*Exercise directions:* From the passage below about the Baja Portalegre rally, list every vehicle model it names.

*Extract:*
==================================================
There’s a feral party atmosphere at Baja Portalegre, the final round of this year’s FIA World Cup for Cross Country Rallies in the east of Portugal.
A rural hillside is scattered with empty Sagres bottles and chicken bones and there’s a sweet, pungent smell from bonfires of eucalyptus logs.
A mobile bar, pumping out Metallica from a battered hi-fi, is doing a roaring trade among the frazzled locals, who are flecked head to toe with splodges of orange mud thrown up by the competing Ford Rangers, Toyota Hiluxs and Nissan Navaras.
Then a different kind of car approaches. The yowl of a combustion engine is absent, replaced by the less perceptible whine of electric motors. Its progress is cheered by the crowd, appreciative of the commitment of the man behind the wheel.
That man is Hiroshi Masuoka and his car is a Mitsubishi Outlander PHEV. Yes, the Japanese company is rallying a plug-in hybrid.
==================================================
*Location annotation dataset excerpts:*
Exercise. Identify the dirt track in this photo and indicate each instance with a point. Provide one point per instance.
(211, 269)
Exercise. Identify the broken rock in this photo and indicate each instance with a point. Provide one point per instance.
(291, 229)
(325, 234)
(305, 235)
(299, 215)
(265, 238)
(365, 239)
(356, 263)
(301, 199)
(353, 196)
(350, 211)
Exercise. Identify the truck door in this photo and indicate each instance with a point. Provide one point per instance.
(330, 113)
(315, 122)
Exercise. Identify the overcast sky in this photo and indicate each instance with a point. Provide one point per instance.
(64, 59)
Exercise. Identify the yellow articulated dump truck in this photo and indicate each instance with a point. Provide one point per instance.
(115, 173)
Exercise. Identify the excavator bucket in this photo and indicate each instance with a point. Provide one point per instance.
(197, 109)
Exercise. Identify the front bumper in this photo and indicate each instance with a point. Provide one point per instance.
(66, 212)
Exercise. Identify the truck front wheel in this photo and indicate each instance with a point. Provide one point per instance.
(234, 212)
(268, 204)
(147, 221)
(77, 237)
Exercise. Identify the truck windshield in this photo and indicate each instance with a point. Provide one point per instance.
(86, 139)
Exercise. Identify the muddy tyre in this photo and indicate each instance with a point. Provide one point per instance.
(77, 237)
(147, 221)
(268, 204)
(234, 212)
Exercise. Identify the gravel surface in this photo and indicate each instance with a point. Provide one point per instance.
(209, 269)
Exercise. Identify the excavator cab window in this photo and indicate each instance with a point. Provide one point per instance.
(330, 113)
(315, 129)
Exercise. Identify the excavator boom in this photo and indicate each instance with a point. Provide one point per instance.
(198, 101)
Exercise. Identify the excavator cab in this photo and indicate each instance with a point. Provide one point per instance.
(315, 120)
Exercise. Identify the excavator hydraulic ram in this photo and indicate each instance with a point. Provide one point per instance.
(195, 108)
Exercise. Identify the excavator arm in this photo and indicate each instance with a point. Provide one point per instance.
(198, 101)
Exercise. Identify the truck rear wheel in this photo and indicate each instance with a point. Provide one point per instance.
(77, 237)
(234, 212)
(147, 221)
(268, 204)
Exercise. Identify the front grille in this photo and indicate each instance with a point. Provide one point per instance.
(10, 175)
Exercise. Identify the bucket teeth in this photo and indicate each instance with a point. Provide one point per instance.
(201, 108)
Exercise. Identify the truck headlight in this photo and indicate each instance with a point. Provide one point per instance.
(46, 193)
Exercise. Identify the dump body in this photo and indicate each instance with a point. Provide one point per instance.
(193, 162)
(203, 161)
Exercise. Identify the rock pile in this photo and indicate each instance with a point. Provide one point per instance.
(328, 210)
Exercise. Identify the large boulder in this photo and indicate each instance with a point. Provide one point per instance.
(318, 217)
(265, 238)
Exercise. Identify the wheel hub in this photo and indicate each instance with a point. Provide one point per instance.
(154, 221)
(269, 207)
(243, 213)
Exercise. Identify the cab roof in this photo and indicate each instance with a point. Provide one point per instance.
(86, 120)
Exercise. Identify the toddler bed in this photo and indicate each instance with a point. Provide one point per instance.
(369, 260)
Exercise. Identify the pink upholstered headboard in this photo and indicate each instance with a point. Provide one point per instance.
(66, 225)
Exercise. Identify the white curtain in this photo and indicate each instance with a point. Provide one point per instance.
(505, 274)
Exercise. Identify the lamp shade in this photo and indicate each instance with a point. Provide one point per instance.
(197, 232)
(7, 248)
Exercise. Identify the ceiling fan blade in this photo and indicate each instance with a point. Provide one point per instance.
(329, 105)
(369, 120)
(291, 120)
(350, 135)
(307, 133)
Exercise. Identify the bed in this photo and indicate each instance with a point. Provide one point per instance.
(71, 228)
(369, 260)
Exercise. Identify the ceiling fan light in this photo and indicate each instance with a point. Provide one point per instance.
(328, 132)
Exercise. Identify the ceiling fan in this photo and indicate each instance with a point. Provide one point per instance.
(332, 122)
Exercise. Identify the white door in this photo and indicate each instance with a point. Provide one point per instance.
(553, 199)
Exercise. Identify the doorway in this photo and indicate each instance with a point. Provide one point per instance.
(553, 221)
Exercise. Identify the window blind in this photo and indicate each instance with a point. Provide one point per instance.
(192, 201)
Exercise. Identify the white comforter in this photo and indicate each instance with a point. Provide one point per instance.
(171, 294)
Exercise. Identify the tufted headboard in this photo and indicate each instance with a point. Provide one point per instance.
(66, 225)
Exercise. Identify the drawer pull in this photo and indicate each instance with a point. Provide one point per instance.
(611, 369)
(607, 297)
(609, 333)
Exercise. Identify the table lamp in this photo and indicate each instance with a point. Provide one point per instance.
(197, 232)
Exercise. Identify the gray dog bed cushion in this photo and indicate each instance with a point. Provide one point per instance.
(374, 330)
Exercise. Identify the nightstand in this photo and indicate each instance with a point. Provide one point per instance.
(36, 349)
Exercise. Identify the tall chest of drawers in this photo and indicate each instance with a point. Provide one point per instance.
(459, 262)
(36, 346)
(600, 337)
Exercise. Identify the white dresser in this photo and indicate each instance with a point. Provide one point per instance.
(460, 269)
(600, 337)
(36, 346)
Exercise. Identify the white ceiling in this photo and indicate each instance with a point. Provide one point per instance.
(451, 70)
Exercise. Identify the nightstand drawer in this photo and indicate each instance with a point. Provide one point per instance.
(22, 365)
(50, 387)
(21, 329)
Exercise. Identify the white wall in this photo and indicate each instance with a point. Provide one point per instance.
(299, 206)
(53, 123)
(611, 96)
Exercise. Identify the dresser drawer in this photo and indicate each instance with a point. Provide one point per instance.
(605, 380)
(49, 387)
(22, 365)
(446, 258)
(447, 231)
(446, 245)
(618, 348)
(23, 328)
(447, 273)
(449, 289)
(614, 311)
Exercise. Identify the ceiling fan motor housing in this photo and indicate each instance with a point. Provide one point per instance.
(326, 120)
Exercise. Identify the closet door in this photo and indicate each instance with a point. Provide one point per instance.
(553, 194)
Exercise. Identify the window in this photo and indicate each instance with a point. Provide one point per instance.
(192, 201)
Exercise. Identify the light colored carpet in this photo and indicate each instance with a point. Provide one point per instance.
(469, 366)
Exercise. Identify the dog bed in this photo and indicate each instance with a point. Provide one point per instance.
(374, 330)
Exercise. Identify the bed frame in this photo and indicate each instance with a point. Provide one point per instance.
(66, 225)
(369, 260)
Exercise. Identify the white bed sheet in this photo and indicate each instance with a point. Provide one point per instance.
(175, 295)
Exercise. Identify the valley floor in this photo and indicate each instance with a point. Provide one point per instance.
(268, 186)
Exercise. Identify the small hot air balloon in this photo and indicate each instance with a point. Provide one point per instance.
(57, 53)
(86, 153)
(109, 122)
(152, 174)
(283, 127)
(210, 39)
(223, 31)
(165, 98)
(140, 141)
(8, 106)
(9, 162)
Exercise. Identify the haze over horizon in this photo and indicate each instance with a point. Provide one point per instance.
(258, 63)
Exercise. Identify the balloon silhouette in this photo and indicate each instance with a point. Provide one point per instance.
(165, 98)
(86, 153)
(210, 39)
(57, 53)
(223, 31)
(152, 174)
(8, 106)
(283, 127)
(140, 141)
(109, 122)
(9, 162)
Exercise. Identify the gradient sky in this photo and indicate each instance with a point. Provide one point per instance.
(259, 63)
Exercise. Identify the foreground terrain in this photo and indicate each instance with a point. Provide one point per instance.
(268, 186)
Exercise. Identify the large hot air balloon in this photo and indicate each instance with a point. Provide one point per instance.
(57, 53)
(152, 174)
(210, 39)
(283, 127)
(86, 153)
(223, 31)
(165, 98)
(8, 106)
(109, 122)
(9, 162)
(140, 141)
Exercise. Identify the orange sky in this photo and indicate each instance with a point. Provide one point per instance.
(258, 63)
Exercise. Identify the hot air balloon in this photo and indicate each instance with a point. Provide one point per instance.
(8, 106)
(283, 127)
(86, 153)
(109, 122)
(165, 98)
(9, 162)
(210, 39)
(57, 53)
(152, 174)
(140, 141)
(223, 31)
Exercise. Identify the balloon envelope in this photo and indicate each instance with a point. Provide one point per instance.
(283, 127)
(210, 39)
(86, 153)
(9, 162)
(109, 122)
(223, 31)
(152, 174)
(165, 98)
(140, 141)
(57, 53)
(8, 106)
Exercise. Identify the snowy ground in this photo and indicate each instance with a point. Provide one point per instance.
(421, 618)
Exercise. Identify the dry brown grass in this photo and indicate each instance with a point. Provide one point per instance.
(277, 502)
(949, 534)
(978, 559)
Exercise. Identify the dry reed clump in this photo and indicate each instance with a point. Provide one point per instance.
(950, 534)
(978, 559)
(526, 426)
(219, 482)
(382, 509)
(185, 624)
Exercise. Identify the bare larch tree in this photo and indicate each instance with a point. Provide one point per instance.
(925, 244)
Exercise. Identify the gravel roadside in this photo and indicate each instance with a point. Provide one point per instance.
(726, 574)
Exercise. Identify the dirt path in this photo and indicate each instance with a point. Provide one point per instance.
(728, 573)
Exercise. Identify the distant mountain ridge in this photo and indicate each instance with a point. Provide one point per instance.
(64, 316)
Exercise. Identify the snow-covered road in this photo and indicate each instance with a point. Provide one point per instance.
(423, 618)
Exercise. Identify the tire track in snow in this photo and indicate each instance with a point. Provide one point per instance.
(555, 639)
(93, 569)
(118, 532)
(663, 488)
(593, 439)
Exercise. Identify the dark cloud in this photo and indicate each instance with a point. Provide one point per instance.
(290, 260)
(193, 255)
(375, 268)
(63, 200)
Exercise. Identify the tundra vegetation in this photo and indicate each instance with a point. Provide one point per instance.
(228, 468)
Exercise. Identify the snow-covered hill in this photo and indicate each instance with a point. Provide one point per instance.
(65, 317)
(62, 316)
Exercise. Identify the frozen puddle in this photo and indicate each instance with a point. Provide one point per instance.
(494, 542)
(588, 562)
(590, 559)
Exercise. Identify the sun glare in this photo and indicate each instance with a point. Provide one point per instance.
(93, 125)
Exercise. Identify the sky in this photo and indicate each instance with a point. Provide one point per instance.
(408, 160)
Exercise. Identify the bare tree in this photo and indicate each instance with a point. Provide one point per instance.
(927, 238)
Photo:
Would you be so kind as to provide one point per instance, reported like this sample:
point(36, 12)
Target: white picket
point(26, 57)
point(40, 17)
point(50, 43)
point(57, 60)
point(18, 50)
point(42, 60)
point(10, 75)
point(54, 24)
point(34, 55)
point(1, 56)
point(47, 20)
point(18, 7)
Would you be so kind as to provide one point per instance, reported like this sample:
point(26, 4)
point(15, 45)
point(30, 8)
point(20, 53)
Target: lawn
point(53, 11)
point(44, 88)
==================================================
*Final result:*
- Ford Ranger
- Toyota Hilux
- Nissan Navara
- Mitsubishi Outlander PHEV